[Task prompt]: What is needed is the run of lines from the one with "Where can the american" through the close of the data, set down exactly.

╭──

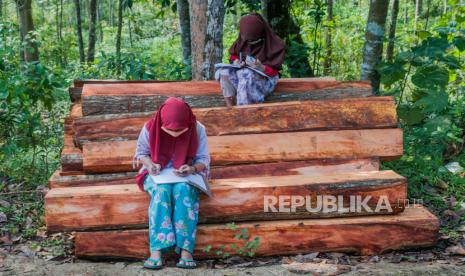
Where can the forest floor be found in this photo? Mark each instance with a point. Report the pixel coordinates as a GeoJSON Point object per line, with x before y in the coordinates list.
{"type": "Point", "coordinates": [434, 261]}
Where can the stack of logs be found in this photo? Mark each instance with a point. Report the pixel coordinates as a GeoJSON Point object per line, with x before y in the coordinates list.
{"type": "Point", "coordinates": [313, 137]}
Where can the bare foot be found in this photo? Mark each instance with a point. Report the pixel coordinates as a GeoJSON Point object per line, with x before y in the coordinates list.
{"type": "Point", "coordinates": [155, 255]}
{"type": "Point", "coordinates": [185, 257]}
{"type": "Point", "coordinates": [229, 101]}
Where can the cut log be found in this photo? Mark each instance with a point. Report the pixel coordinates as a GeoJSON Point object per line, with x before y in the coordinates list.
{"type": "Point", "coordinates": [371, 235]}
{"type": "Point", "coordinates": [57, 180]}
{"type": "Point", "coordinates": [310, 167]}
{"type": "Point", "coordinates": [116, 156]}
{"type": "Point", "coordinates": [359, 113]}
{"type": "Point", "coordinates": [71, 156]}
{"type": "Point", "coordinates": [142, 97]}
{"type": "Point", "coordinates": [76, 91]}
{"type": "Point", "coordinates": [238, 199]}
{"type": "Point", "coordinates": [75, 112]}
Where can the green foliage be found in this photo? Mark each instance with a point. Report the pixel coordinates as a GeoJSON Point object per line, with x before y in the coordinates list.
{"type": "Point", "coordinates": [248, 248]}
{"type": "Point", "coordinates": [426, 78]}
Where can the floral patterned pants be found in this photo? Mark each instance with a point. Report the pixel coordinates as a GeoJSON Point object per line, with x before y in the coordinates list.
{"type": "Point", "coordinates": [247, 86]}
{"type": "Point", "coordinates": [173, 215]}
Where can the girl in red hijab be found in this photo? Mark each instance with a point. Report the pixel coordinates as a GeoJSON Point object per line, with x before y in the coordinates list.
{"type": "Point", "coordinates": [266, 53]}
{"type": "Point", "coordinates": [172, 139]}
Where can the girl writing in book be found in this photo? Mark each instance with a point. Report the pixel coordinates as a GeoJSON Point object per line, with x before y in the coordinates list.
{"type": "Point", "coordinates": [172, 139]}
{"type": "Point", "coordinates": [266, 52]}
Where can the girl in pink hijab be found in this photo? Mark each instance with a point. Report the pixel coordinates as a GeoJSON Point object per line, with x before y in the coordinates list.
{"type": "Point", "coordinates": [266, 51]}
{"type": "Point", "coordinates": [172, 139]}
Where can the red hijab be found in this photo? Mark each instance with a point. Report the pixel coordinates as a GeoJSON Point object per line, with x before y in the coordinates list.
{"type": "Point", "coordinates": [270, 51]}
{"type": "Point", "coordinates": [175, 114]}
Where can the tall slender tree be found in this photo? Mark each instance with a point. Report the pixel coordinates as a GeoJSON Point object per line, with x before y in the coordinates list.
{"type": "Point", "coordinates": [373, 47]}
{"type": "Point", "coordinates": [198, 12]}
{"type": "Point", "coordinates": [77, 8]}
{"type": "Point", "coordinates": [392, 30]}
{"type": "Point", "coordinates": [92, 31]}
{"type": "Point", "coordinates": [31, 50]}
{"type": "Point", "coordinates": [118, 35]}
{"type": "Point", "coordinates": [278, 14]}
{"type": "Point", "coordinates": [185, 28]}
{"type": "Point", "coordinates": [329, 46]}
{"type": "Point", "coordinates": [214, 44]}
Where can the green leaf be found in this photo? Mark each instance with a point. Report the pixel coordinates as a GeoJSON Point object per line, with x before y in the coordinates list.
{"type": "Point", "coordinates": [432, 47]}
{"type": "Point", "coordinates": [430, 76]}
{"type": "Point", "coordinates": [411, 115]}
{"type": "Point", "coordinates": [451, 61]}
{"type": "Point", "coordinates": [423, 34]}
{"type": "Point", "coordinates": [433, 101]}
{"type": "Point", "coordinates": [391, 72]}
{"type": "Point", "coordinates": [436, 122]}
{"type": "Point", "coordinates": [459, 42]}
{"type": "Point", "coordinates": [3, 93]}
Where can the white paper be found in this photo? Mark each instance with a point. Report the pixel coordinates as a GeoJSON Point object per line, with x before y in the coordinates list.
{"type": "Point", "coordinates": [225, 65]}
{"type": "Point", "coordinates": [167, 176]}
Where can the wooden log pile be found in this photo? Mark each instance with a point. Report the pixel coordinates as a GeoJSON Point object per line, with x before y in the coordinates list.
{"type": "Point", "coordinates": [314, 138]}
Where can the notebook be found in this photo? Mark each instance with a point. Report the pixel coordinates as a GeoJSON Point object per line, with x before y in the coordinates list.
{"type": "Point", "coordinates": [167, 176]}
{"type": "Point", "coordinates": [236, 66]}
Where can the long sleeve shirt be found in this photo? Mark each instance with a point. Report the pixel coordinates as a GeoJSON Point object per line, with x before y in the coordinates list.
{"type": "Point", "coordinates": [202, 155]}
{"type": "Point", "coordinates": [270, 71]}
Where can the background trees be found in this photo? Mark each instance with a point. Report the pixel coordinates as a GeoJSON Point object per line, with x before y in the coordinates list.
{"type": "Point", "coordinates": [46, 44]}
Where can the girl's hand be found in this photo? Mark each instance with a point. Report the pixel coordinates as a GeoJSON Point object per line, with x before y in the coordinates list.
{"type": "Point", "coordinates": [153, 168]}
{"type": "Point", "coordinates": [256, 65]}
{"type": "Point", "coordinates": [237, 62]}
{"type": "Point", "coordinates": [185, 170]}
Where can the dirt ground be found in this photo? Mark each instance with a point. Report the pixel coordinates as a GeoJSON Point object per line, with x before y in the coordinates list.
{"type": "Point", "coordinates": [416, 263]}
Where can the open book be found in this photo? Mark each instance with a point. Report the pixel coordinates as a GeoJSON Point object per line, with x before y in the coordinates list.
{"type": "Point", "coordinates": [167, 176]}
{"type": "Point", "coordinates": [237, 66]}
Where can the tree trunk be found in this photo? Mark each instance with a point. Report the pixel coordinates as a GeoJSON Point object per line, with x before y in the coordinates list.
{"type": "Point", "coordinates": [111, 13]}
{"type": "Point", "coordinates": [329, 50]}
{"type": "Point", "coordinates": [392, 30]}
{"type": "Point", "coordinates": [31, 51]}
{"type": "Point", "coordinates": [185, 28]}
{"type": "Point", "coordinates": [92, 28]}
{"type": "Point", "coordinates": [198, 12]}
{"type": "Point", "coordinates": [373, 47]}
{"type": "Point", "coordinates": [118, 35]}
{"type": "Point", "coordinates": [60, 25]}
{"type": "Point", "coordinates": [130, 31]}
{"type": "Point", "coordinates": [428, 5]}
{"type": "Point", "coordinates": [214, 40]}
{"type": "Point", "coordinates": [82, 55]}
{"type": "Point", "coordinates": [278, 15]}
{"type": "Point", "coordinates": [99, 20]}
{"type": "Point", "coordinates": [418, 8]}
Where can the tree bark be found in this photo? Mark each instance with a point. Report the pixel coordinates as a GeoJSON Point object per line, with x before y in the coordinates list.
{"type": "Point", "coordinates": [278, 15]}
{"type": "Point", "coordinates": [214, 40]}
{"type": "Point", "coordinates": [82, 55]}
{"type": "Point", "coordinates": [92, 29]}
{"type": "Point", "coordinates": [185, 28]}
{"type": "Point", "coordinates": [118, 35]}
{"type": "Point", "coordinates": [392, 30]}
{"type": "Point", "coordinates": [60, 25]}
{"type": "Point", "coordinates": [329, 50]}
{"type": "Point", "coordinates": [31, 51]}
{"type": "Point", "coordinates": [199, 20]}
{"type": "Point", "coordinates": [373, 47]}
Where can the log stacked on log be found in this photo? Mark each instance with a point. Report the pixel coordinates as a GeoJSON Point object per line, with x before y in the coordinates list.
{"type": "Point", "coordinates": [320, 140]}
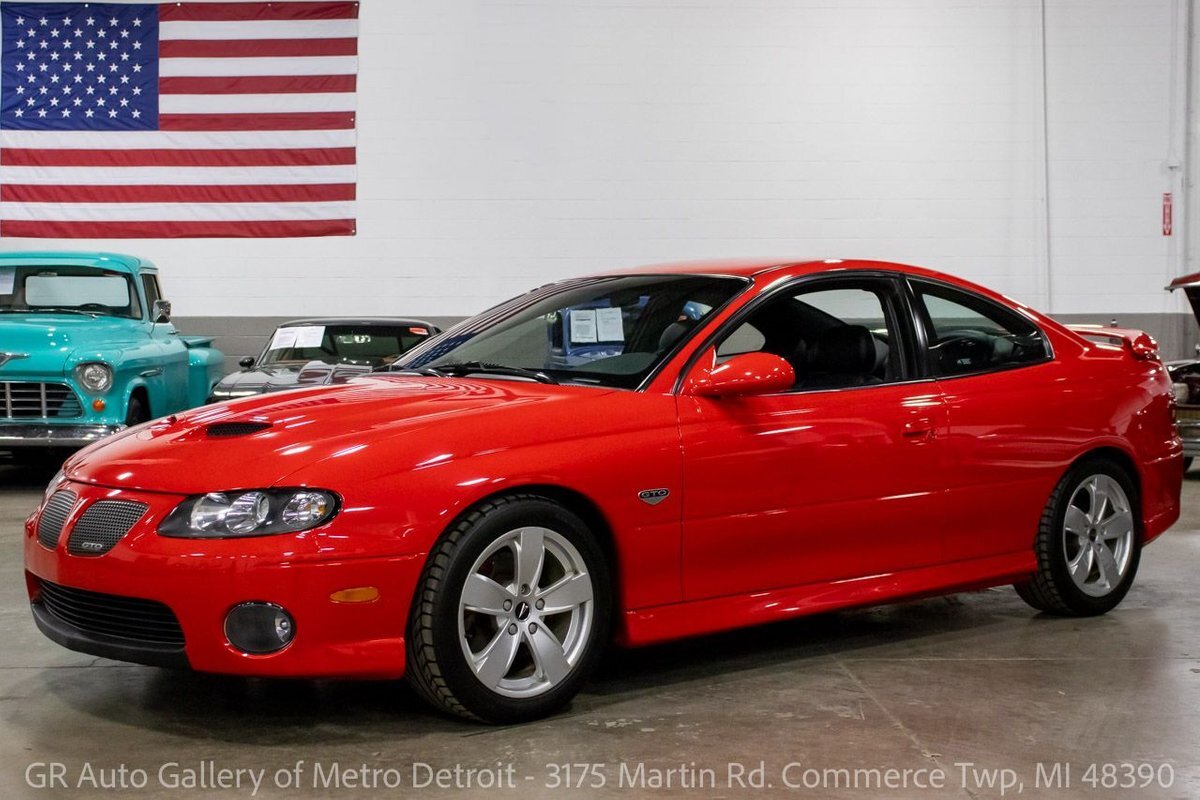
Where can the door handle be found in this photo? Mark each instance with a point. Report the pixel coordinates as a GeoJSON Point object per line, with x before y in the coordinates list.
{"type": "Point", "coordinates": [919, 429]}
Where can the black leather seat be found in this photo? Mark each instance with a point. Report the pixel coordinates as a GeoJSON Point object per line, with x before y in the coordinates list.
{"type": "Point", "coordinates": [847, 355]}
{"type": "Point", "coordinates": [673, 332]}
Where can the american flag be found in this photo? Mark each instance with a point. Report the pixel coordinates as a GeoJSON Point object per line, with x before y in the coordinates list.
{"type": "Point", "coordinates": [168, 120]}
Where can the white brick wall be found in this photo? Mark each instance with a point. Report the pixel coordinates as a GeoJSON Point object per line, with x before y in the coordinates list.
{"type": "Point", "coordinates": [504, 143]}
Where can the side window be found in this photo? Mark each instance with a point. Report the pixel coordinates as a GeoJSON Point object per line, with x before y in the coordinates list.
{"type": "Point", "coordinates": [151, 287]}
{"type": "Point", "coordinates": [970, 334]}
{"type": "Point", "coordinates": [835, 335]}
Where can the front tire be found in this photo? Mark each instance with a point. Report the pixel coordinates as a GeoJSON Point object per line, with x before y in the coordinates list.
{"type": "Point", "coordinates": [137, 411]}
{"type": "Point", "coordinates": [511, 614]}
{"type": "Point", "coordinates": [1089, 545]}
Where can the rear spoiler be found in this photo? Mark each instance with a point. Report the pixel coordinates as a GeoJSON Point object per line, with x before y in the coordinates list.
{"type": "Point", "coordinates": [1139, 344]}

╰──

[Answer to this exercise]:
Where can the american flag be found in this photo? Mark each instance with a point. Report the pixel coordinates as a GeoJSON Point object per line, with x before y in the coordinates list.
{"type": "Point", "coordinates": [168, 120]}
Where can the white brick wall be found in this photo? Mark each instance with a point. Report the pixel coordinates as a GeoJSON Point object per line, with x before y in the coordinates list.
{"type": "Point", "coordinates": [504, 143]}
Where can the side window be found in this photo? Mark each instance with a point. Report the pixel coordinates as a GeoJSON Point object per line, with x before y in the coordinates list.
{"type": "Point", "coordinates": [151, 287]}
{"type": "Point", "coordinates": [970, 334]}
{"type": "Point", "coordinates": [835, 335]}
Where can the front tire be found in this photo? Mark each instance with a point. Report the pixel coordinates as a GeoJSON Point object per line, with x before y in the coordinates list.
{"type": "Point", "coordinates": [137, 411]}
{"type": "Point", "coordinates": [511, 614]}
{"type": "Point", "coordinates": [1089, 545]}
Where can the rear spoiler be found in this photo? Mark each instance with a point. Report the pixel coordinates as a GeoJSON Point object per line, with x before y in the coordinates list.
{"type": "Point", "coordinates": [1139, 344]}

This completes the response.